:: EXTRACTED TEXT ::
========================

Scholars from the United States, Europe, Africa, India, and the Middle East attended a conference at Freie Universität, where they discussed the long-overlooked history of Arabic-language text practice.

Oct 06, 2017

A wealth of comments: The original of this Arabic manuscript by philologist az-Zamaḫšarī dates to the 12th century, while the copy shown with comments is from 1546.

A wealth of comments: The original of this Arabic manuscript by philologist az-Zamaḫšarī dates to the 12th century, while the copy shown with comments is from 1546.
Image Credit: SPKB Fotostelle

The journal "Philological Encounters" has been published semiannually since 2016.

The journal "Philological Encounters" has been published semiannually since 2016.
Image Credit: Peter Schraeder

Junior professor Dr. Islam Dayeh organized an international conference entitled “What was Philology in Arabic? Arabic-Islamic Textual Practices in the Early Modern World.”

Junior professor Dr. Islam Dayeh organized an international conference entitled “What was Philology in Arabic? Arabic-Islamic Textual Practices in the Early Modern World.”
Image Credit: Peter Schraeder

Arabic is a global language: It is written and spoken from West Africa through the Middle East and even some parts of India, and has been for centuries. But the tradition of preserving and interpreting Arabic texts was abruptly interrupted with the start of the colonial era in the 19thcentury.

From then on, it was Western philologists who determined how Arabic texts were handled. Islam Dayeh, a junior professor at the Institute for Semitic and Arabic Studies at Freie Universität, wishes to rediscover Arabic text practices and illuminate them from a wide variety of perspectives. To this end, he recently organized an international conference to find out what early Arabic philology was like.

Journal of Critical Philology

Dayeh heads both a research group named “Arabic Philology and Textual Practices in the Early Modern Period” and the Zukunftsphilologie research program at Freie Universität, which was jointly initiated with Forum Transregionale Studien. The goal of both research projects is to go beyond the classical Greek and Latin canon of text research and investigate text cultures from all over the world.

========================

:: LISTED ENTRIES ::

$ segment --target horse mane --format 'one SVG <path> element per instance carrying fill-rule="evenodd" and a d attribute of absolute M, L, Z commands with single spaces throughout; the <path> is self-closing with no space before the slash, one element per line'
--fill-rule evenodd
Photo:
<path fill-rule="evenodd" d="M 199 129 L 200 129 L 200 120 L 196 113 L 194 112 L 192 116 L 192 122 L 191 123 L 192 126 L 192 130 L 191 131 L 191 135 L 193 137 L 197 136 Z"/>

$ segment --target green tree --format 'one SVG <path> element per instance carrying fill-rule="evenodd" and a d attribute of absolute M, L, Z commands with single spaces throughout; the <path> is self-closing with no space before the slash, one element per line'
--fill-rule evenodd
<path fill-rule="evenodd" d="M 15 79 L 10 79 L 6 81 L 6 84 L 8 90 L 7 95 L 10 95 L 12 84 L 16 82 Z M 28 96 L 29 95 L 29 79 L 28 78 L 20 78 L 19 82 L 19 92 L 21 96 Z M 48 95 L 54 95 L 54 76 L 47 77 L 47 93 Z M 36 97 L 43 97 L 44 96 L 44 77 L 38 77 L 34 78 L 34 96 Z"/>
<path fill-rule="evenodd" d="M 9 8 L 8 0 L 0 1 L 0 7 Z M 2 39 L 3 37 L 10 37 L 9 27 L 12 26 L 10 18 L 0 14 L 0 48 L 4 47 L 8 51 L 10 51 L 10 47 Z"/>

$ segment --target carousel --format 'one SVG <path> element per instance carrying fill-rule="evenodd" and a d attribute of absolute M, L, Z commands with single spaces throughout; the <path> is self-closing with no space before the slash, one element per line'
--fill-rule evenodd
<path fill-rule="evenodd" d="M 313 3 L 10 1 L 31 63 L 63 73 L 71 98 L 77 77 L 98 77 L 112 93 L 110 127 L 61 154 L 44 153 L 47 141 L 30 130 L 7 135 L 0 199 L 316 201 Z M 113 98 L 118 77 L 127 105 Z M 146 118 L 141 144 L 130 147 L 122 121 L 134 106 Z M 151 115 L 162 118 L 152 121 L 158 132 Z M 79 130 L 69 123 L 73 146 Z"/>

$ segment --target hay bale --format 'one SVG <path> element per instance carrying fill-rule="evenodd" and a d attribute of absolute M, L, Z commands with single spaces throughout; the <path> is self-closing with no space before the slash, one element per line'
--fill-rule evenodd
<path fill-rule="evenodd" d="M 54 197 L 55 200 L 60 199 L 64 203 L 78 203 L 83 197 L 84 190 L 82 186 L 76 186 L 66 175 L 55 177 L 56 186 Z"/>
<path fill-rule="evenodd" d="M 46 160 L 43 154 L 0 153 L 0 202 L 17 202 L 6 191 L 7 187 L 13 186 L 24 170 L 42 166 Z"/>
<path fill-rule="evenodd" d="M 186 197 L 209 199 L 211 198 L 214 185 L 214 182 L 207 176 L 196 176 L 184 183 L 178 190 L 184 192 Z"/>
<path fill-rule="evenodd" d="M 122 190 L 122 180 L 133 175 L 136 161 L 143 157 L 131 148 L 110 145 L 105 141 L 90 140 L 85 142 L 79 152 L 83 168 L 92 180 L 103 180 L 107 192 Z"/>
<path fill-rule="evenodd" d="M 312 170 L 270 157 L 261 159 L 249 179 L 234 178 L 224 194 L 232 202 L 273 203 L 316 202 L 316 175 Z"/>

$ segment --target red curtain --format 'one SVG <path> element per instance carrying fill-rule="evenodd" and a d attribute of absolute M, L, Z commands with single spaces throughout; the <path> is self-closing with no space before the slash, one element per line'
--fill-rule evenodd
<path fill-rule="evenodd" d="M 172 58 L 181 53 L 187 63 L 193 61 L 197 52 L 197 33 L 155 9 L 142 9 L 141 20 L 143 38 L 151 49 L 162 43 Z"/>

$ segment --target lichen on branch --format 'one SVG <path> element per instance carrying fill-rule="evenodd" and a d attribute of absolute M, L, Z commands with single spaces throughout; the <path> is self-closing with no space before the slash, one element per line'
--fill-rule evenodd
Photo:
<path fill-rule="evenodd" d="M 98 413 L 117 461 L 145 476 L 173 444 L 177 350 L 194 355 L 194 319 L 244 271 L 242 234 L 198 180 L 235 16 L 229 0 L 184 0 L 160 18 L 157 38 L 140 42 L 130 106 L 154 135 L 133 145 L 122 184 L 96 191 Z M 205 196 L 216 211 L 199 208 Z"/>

========================

:: DIRECTIVES ::
• 1. Decide whether each statement agrees with the article on the Arabic philology conference at Freie Universität. Answer yes or no for each, and quote the words from the article that settle it.
(a) The journal "Philological Encounters" has been published quarterly since 2016.
(b) Islam Dayeh is a junior professor at the Institute for Semitic and Arabic Studies at Freie Universität.
(c) The copy of az-Zamaḫšarī's manuscript shown with comments dates to the 12th century.
• 2. According to the article on the Arabic philology conference, what abruptly interrupted the tradition of preserving and interpreting Arabic texts?
• 3. Write what comes next in the article on the Arabic philology conference, starting after its last sentence.

:: ANSWERS TO THE PROBLEMS ::
• 1.
(a) No: "has been published semiannually since 2016."
(b) Yes: "Islam Dayeh, a junior professor at the Institute for Semitic and Arabic Studies at Freie Universität"
(c) No: "the copy shown with comments is from 1546."

• 2. The start of the colonial era in the 19th century.

• 3.
At the conference Dayeh presented a new journal, launched in 2016, entitled Philological Encounters. It is dedicated to the creation and dissemination of texts and their philosophical and theoretical content alike. The journal is published twice a year, both in print and as an online version.

“Wherever there were texts, there was also a method of uncovering what they meant,” Dayeh explains. He says that Arabic was to the Islamic world as Latin was to Christian Europe. “Latin and Arabic strongly influenced each other,” Dayeh explains. This is highlighted in the second issue of Philological Encounters, which deals with the influence of Arabic texts around the Mediterranean. But this wasn’t the only place that Arabic came into contact with other languages. The first grammatical summaries of the Hebrew, Farsi (Persian), and Turkish languages were written in Arabic.

A Special Kind of Reading

The conference drew participants from the United States, Europe, Africa, India, and the Middle East. During the event, they examined not only different traditions of knowledge in Arabic, but also a wealth of different genres of text. In the Arabic manuscript culture of the pre-colonial era, it was common to write comments and glosses around the original text. This meant that the original was copied, with comments being made in the margins – much like in today’s word processing programs. Further comments, often ironic ones, were added to the original and comments over the centuries.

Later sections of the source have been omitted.